▶ [Work instruction] In the data below, find each line that contains the word "task" and copy it.

▶ [Records to use]
*** Begin section ***
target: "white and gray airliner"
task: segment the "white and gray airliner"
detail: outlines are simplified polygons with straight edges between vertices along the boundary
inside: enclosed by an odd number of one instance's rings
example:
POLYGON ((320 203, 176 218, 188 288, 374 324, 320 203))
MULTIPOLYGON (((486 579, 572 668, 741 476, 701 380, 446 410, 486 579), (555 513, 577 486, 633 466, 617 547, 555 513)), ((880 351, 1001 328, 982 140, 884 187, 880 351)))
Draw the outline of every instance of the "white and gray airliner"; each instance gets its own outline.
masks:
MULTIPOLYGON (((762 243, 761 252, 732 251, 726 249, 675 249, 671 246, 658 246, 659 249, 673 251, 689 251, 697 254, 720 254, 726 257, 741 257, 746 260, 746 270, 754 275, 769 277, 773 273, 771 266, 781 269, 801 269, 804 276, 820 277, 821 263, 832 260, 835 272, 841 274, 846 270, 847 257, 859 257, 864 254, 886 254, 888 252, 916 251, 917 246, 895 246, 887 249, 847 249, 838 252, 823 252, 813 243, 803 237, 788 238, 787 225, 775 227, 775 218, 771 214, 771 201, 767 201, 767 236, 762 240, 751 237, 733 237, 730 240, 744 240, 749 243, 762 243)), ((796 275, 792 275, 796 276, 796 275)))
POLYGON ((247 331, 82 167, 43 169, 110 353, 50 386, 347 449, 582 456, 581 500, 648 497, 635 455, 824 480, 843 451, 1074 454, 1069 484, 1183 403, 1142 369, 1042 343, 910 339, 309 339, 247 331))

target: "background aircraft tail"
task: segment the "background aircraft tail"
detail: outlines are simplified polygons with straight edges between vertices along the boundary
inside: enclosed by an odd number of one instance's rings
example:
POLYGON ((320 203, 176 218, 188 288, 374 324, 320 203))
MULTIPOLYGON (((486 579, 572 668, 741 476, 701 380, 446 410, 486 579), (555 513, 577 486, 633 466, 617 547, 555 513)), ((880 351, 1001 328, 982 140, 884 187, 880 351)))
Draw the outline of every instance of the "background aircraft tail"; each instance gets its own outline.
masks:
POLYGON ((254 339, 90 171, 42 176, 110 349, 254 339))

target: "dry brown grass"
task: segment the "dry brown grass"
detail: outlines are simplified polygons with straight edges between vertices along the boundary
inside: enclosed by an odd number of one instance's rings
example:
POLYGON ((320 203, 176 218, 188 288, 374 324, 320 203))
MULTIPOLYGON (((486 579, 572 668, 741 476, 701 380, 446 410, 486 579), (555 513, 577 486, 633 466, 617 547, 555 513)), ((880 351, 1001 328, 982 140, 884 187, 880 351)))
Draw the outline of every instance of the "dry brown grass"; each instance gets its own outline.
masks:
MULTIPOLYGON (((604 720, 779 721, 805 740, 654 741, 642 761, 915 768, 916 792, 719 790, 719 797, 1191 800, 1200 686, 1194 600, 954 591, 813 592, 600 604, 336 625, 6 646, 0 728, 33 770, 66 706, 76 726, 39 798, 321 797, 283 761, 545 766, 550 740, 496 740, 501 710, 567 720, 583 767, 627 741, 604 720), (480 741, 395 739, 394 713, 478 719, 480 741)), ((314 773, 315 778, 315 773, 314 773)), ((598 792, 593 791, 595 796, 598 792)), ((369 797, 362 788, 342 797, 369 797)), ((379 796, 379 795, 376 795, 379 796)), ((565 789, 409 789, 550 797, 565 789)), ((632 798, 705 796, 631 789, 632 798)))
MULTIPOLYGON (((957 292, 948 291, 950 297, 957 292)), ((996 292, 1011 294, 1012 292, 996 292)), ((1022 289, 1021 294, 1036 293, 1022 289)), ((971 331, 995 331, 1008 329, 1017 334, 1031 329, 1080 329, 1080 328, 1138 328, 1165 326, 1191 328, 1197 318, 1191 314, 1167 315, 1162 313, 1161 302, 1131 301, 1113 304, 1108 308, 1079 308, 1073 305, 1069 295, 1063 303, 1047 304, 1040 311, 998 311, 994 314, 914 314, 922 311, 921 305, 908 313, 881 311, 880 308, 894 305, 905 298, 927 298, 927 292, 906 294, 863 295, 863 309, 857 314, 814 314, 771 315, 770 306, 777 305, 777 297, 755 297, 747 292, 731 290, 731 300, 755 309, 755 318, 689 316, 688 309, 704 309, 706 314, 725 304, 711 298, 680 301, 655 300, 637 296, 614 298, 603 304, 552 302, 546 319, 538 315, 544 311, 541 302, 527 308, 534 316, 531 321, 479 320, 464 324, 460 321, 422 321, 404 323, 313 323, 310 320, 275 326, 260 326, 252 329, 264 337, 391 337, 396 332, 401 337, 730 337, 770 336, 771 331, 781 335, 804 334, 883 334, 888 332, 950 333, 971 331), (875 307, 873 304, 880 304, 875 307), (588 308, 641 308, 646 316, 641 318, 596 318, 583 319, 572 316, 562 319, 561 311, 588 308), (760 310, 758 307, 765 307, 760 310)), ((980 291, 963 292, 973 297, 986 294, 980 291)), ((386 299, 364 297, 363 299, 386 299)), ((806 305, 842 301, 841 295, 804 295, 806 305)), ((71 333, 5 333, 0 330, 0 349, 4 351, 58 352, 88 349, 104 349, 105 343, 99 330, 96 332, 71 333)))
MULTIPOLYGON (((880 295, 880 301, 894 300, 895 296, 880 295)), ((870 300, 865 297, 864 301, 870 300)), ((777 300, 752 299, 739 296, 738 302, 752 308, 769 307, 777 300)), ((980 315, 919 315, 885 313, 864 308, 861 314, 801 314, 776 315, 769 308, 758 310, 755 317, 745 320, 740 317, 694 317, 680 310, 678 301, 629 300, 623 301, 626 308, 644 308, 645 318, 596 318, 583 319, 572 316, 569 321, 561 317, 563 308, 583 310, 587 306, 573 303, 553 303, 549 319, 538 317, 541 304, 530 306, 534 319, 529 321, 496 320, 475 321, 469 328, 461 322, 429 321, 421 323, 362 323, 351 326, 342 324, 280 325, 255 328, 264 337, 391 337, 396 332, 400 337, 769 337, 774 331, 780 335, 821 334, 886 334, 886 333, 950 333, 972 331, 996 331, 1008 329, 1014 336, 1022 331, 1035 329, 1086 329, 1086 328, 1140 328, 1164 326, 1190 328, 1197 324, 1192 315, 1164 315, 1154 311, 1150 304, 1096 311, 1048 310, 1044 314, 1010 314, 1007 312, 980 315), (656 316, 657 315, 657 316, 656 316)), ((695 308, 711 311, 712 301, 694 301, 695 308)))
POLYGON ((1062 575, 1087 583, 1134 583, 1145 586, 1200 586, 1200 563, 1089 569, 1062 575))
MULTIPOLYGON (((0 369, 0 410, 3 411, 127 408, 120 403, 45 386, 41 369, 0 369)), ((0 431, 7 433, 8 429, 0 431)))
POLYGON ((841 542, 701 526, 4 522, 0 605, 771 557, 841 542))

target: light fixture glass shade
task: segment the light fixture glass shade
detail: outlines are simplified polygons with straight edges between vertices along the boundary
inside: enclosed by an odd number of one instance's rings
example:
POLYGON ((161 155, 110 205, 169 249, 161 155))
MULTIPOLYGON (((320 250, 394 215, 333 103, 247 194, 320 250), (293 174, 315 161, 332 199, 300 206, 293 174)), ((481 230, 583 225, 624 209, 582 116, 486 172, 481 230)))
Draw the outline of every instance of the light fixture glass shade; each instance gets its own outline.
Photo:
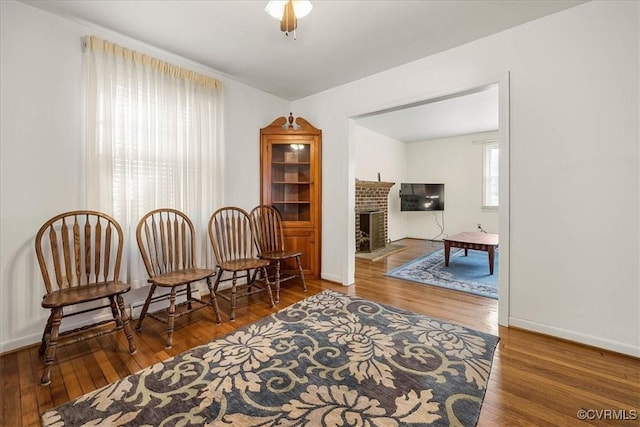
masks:
MULTIPOLYGON (((264 10, 277 20, 281 20, 287 2, 288 0, 270 0, 264 10)), ((293 11, 297 19, 304 18, 311 12, 311 9, 313 9, 313 5, 309 0, 293 0, 292 3, 293 11)))
POLYGON ((311 9, 313 9, 313 5, 309 0, 294 0, 293 2, 293 11, 298 19, 307 16, 311 9))

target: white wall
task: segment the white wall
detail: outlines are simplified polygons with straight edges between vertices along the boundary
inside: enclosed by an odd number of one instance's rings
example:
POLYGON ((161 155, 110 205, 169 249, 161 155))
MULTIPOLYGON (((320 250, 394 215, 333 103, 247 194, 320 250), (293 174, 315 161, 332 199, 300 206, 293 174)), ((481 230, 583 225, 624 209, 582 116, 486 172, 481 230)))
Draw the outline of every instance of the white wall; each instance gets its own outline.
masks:
POLYGON ((294 102, 323 130, 323 277, 354 279, 349 118, 509 71, 509 322, 640 355, 638 8, 588 2, 294 102))
POLYGON ((442 239, 477 231, 478 223, 498 233, 498 212, 482 210, 483 145, 474 144, 497 138, 498 132, 483 132, 407 144, 406 182, 442 183, 445 194, 442 212, 403 212, 407 237, 433 239, 444 226, 442 239))
MULTIPOLYGON (((259 128, 289 102, 215 70, 135 40, 17 2, 0 2, 0 352, 37 342, 47 312, 33 249, 53 215, 86 206, 82 147, 81 37, 93 34, 224 82, 225 194, 222 203, 259 202, 259 128)), ((127 299, 142 298, 142 292, 127 299)))
POLYGON ((407 171, 406 144, 362 126, 355 127, 354 135, 356 178, 361 181, 395 182, 389 191, 388 239, 399 240, 407 236, 405 220, 400 213, 400 183, 407 171))
POLYGON ((289 115, 289 102, 225 82, 224 204, 247 211, 260 203, 260 128, 289 115))

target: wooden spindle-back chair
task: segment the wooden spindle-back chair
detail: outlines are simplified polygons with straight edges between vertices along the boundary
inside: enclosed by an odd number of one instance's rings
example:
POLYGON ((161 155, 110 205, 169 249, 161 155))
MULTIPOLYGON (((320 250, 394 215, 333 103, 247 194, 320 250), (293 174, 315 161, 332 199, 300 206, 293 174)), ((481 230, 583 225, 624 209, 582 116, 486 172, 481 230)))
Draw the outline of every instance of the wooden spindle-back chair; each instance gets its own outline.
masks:
POLYGON ((276 302, 280 301, 280 284, 287 280, 300 279, 302 289, 306 292, 307 284, 304 281, 300 262, 302 252, 285 249, 280 212, 273 206, 261 205, 253 208, 249 217, 253 227, 254 241, 258 248, 258 257, 269 261, 269 267, 275 270, 276 302), (295 260, 297 274, 291 274, 291 269, 287 274, 282 274, 282 264, 287 260, 295 260))
POLYGON ((266 267, 269 261, 256 258, 253 234, 249 214, 236 207, 218 209, 209 220, 209 238, 218 264, 218 276, 214 285, 214 292, 231 303, 230 319, 236 316, 237 298, 252 295, 256 292, 267 291, 271 307, 275 306, 271 284, 268 280, 266 267), (252 274, 253 271, 253 274, 252 274), (224 272, 230 272, 231 277, 222 279, 224 272), (241 295, 237 294, 238 273, 244 272, 247 286, 241 295), (262 281, 258 285, 257 273, 261 272, 262 281), (220 282, 231 280, 231 295, 219 292, 220 282), (263 284, 263 285, 262 285, 263 284))
POLYGON ((216 322, 220 323, 218 302, 213 292, 211 278, 216 274, 215 270, 197 268, 195 261, 195 229, 189 217, 170 208, 156 209, 148 212, 138 222, 136 239, 144 266, 149 274, 151 288, 142 307, 136 329, 142 328, 142 321, 149 317, 167 324, 166 348, 173 345, 173 329, 176 317, 184 316, 192 311, 210 306, 216 316, 216 322), (192 294, 191 284, 205 280, 210 301, 195 298, 192 294), (186 288, 186 301, 176 304, 177 288, 186 288), (169 288, 169 293, 154 297, 157 287, 169 288), (169 297, 169 307, 156 313, 148 313, 149 305, 159 299, 169 297), (193 304, 196 304, 195 306, 193 304), (185 308, 185 310, 181 310, 185 308), (180 311, 177 311, 180 310, 180 311))
POLYGON ((45 353, 42 385, 51 383, 51 366, 58 339, 62 336, 76 334, 78 339, 82 339, 122 329, 129 342, 129 353, 136 352, 122 298, 130 286, 119 280, 122 246, 120 225, 110 216, 96 211, 65 212, 51 218, 38 230, 35 249, 46 288, 42 307, 51 310, 39 350, 40 354, 45 353), (94 304, 64 312, 67 307, 96 300, 108 300, 108 304, 94 304), (106 307, 111 309, 113 319, 60 332, 63 318, 106 307), (79 334, 111 322, 115 325, 110 330, 100 328, 91 335, 79 334))

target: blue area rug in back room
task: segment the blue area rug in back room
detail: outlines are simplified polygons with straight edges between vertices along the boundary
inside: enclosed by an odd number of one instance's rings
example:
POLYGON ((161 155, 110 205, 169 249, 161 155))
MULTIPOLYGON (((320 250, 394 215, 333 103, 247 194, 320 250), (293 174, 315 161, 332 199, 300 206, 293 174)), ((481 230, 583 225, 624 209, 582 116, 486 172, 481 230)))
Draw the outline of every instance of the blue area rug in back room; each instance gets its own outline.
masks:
*** End section ***
▶ [Response area]
task: segment the "white and gray airliner"
task: segment the "background aircraft tail"
task: segment the "dry brown grass"
task: segment the light fixture glass shade
task: segment the white wall
task: segment the wooden spindle-back chair
task: segment the blue area rug in back room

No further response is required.